TASK:
Output, without any change, the listing below from its opening line up to and including the line with "point: church dome, one".

━━ THE INPUT

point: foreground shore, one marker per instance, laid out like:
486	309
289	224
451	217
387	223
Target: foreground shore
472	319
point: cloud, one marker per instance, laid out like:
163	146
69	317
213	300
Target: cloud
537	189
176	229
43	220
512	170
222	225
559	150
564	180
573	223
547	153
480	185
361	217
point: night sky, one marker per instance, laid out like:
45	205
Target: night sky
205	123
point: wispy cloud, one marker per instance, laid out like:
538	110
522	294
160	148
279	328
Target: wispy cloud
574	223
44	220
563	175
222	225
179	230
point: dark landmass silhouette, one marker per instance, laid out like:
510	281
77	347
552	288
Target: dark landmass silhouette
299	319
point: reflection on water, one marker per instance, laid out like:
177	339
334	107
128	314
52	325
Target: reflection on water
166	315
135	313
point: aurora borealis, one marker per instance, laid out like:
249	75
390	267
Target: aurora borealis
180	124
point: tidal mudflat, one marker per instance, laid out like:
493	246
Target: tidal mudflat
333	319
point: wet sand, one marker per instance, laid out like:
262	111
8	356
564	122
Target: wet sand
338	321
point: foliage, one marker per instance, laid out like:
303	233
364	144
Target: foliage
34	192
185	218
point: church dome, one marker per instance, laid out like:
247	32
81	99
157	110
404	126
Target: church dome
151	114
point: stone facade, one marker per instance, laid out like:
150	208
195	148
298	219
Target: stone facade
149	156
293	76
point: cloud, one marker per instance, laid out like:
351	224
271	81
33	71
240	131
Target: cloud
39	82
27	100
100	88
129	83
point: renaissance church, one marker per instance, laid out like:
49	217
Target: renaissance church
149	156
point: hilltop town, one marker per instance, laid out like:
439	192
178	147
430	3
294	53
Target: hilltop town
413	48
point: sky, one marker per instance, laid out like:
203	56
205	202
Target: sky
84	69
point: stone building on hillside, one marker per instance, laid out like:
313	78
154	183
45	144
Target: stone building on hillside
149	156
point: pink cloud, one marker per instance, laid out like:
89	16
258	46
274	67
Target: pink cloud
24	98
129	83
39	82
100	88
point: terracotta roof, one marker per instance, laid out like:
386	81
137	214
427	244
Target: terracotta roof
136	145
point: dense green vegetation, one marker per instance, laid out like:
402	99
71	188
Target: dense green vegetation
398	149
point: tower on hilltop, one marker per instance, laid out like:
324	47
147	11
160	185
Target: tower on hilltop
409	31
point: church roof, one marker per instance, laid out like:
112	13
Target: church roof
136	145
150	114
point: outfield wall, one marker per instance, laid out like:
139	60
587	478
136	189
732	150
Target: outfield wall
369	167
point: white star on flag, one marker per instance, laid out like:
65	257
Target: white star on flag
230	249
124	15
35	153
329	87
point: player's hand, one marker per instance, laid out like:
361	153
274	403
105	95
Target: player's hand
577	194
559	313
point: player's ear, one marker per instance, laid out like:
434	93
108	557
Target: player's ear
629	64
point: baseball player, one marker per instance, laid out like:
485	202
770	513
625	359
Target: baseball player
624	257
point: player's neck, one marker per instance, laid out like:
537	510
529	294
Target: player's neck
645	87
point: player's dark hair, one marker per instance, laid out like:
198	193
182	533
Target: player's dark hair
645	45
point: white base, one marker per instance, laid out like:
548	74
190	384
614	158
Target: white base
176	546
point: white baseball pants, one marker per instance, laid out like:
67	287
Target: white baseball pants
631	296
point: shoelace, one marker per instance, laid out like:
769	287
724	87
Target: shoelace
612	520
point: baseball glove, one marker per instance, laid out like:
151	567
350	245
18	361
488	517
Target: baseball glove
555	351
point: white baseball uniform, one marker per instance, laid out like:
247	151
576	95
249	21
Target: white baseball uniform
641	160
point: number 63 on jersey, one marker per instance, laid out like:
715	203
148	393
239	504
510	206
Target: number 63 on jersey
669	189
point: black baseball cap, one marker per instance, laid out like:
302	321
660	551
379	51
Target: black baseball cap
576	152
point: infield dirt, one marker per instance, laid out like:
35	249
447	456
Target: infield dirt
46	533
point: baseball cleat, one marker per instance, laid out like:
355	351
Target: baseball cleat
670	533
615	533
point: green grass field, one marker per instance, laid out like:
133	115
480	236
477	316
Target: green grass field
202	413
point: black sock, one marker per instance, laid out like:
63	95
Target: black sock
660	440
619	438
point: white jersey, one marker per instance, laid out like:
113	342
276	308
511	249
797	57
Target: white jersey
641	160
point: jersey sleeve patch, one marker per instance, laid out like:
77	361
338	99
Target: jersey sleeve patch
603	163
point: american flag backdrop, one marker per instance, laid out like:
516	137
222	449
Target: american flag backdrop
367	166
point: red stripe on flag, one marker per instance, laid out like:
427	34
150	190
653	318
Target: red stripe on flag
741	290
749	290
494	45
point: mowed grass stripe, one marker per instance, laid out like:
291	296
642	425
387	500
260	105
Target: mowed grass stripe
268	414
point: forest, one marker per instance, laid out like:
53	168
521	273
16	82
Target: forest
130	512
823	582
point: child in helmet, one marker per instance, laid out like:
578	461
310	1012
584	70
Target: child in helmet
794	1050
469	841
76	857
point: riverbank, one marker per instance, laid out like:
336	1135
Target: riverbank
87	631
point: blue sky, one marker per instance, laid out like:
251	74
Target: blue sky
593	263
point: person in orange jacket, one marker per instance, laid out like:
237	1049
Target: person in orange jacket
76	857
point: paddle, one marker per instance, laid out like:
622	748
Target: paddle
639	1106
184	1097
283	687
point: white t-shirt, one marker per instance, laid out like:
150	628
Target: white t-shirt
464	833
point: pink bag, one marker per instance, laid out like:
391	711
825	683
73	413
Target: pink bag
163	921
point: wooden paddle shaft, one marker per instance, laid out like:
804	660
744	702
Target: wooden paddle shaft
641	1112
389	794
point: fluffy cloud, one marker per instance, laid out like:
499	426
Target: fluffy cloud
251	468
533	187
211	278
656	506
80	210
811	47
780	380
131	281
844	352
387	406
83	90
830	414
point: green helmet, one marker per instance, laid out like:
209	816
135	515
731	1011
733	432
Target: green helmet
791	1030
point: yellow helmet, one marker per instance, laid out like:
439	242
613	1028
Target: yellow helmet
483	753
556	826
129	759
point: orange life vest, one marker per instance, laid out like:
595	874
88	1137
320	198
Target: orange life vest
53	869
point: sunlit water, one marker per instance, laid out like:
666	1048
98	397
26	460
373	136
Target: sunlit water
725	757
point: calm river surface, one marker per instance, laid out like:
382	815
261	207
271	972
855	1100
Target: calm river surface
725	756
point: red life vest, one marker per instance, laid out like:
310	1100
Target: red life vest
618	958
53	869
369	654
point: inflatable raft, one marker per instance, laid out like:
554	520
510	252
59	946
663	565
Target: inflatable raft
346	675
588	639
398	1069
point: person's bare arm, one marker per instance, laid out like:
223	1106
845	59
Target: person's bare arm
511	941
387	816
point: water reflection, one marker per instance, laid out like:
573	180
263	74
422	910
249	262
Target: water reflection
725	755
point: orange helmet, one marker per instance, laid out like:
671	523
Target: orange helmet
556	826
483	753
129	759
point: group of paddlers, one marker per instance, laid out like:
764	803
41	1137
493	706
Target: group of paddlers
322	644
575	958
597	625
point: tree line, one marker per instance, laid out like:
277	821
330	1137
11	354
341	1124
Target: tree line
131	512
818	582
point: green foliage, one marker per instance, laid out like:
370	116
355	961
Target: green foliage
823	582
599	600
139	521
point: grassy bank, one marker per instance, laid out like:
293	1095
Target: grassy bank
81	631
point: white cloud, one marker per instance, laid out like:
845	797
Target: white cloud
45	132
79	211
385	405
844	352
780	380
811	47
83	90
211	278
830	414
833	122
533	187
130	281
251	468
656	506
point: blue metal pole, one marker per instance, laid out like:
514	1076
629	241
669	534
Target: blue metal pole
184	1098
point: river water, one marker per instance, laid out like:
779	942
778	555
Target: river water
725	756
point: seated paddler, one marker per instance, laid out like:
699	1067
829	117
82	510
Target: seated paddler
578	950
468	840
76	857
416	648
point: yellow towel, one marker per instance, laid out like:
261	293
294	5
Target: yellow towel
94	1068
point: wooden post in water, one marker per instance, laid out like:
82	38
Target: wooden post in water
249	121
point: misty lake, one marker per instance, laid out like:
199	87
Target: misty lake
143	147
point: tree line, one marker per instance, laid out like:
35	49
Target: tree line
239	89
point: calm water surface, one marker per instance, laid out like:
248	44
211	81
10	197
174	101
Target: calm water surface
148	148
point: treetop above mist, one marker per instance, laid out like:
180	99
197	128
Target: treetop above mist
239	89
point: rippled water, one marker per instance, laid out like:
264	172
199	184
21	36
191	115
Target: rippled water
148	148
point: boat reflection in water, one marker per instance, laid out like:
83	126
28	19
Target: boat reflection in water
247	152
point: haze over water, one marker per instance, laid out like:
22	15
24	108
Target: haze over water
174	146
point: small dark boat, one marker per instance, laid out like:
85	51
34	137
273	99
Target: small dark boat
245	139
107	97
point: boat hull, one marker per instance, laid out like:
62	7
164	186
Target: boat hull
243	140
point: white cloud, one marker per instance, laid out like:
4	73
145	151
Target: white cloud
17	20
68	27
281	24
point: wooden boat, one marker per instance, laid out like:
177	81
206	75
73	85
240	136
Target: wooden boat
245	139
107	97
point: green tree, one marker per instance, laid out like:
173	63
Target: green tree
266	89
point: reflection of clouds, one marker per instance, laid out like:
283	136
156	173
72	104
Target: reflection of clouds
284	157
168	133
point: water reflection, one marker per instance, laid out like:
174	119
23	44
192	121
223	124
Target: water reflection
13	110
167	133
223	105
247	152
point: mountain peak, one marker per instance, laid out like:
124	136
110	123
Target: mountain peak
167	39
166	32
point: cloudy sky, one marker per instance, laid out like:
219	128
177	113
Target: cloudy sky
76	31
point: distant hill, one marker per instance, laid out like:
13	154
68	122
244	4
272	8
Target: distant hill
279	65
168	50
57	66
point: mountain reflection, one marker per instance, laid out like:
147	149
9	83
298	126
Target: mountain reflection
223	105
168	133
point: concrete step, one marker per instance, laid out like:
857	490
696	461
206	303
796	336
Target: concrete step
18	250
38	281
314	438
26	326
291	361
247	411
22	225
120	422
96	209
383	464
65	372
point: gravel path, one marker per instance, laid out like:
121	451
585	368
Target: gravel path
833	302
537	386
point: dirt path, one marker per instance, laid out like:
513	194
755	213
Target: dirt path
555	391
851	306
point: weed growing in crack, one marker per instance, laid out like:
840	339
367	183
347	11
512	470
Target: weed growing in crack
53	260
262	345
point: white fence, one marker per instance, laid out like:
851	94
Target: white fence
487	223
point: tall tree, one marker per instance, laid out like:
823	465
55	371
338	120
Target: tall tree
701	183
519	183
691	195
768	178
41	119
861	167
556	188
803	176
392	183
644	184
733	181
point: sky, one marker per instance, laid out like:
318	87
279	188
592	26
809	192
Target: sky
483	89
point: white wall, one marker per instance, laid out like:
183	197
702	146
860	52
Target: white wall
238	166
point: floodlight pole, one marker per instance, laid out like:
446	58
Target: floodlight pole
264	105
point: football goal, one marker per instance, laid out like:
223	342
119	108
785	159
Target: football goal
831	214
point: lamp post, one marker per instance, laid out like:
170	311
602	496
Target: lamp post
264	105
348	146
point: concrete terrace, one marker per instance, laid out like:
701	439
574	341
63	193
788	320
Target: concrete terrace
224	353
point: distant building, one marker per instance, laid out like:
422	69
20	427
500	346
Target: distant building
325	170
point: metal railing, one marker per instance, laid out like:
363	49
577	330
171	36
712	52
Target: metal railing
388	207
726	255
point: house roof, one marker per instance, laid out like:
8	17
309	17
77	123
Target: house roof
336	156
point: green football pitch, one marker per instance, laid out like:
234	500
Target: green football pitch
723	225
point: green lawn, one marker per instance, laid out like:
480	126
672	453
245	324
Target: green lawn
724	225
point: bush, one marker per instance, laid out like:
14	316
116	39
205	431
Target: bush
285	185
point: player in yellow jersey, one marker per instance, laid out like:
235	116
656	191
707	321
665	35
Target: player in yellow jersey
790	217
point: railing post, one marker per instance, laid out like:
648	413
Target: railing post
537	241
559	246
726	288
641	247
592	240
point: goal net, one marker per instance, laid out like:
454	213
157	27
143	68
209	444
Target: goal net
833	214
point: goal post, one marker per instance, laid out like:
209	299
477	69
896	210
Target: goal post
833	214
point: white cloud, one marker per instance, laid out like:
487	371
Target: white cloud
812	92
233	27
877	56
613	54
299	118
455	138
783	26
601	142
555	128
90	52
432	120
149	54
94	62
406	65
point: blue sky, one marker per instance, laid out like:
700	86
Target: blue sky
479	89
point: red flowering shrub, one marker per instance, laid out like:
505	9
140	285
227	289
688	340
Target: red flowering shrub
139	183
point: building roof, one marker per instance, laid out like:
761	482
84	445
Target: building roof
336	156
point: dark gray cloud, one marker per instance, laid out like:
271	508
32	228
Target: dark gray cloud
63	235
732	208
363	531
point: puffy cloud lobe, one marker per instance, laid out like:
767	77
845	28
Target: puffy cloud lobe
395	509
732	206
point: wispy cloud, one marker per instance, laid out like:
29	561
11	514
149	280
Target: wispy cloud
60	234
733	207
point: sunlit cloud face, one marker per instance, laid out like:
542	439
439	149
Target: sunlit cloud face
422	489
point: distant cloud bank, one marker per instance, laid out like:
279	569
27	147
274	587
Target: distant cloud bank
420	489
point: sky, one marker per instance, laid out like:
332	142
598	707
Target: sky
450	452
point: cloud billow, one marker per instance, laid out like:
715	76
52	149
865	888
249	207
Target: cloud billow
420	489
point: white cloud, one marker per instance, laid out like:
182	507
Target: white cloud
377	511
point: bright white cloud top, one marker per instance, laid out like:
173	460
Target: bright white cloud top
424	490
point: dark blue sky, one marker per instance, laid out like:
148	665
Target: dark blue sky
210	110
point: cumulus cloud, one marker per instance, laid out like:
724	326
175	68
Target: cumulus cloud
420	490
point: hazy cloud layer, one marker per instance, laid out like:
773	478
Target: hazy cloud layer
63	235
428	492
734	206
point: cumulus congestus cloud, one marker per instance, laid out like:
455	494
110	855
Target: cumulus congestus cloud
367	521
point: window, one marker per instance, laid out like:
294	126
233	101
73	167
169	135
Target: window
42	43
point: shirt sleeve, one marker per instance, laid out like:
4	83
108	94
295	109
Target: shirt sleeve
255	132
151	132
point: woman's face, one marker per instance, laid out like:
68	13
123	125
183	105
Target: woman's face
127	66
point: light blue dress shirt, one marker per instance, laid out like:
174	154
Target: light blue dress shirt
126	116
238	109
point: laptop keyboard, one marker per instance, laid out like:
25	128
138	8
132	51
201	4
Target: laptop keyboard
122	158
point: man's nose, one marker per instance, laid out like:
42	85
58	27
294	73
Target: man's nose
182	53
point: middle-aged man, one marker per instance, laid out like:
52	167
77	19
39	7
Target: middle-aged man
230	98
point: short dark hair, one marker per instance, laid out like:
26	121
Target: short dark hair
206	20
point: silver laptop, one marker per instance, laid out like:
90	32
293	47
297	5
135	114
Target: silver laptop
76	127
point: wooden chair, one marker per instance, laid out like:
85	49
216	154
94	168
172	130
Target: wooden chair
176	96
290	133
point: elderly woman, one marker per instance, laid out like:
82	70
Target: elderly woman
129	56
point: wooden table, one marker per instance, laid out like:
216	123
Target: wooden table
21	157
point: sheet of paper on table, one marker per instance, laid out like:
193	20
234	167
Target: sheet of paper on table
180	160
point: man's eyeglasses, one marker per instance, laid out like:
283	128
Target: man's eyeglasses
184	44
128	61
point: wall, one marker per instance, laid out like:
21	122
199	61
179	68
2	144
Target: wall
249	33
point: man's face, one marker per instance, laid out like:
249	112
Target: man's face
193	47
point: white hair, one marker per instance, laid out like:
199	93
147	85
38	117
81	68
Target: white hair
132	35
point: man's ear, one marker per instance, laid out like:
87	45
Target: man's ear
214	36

━━━━

SOLVED EXERCISE:
point: foreground shore, one marker per instance, laid out like:
486	309
289	224
451	217
387	223
Target: foreground shore
472	319
point: cloud, one marker per instance, laid out like:
163	146
69	317
213	300
Target: cloud
537	189
176	229
43	220
512	170
222	225
559	150
564	180
573	223
547	153
480	185
361	217
point: night sky, one marker per instance, laid out like:
45	205
Target: night sky
205	123
point: wispy cloud, one marker per instance, laid out like:
538	110
522	294
160	148
279	328
Target: wispy cloud
574	223
44	220
563	175
222	225
179	230
point: dark landmass silhouette, one marker per instance, laid out like:
510	281
77	347
552	288
Target: dark landmass silhouette
299	319
point: reflection on water, one marker per instance, laid out like:
177	339
334	107
128	314
52	325
Target: reflection on water
166	315
135	313
point: aurora borealis, one marker per instance, laid out like:
249	75
390	267
Target: aurora borealis
180	124
point: tidal mudflat, one marker per instance, laid out like:
493	246
Target: tidal mudflat
333	319
point: wet sand, one marker per instance, laid out like:
262	111
8	356
564	122
Target: wet sand
338	321
point: foliage, one marker per instance, laid out like:
303	233
364	144
Target: foliage
34	192
185	218
point: church dome, one marker per instance, laid out like:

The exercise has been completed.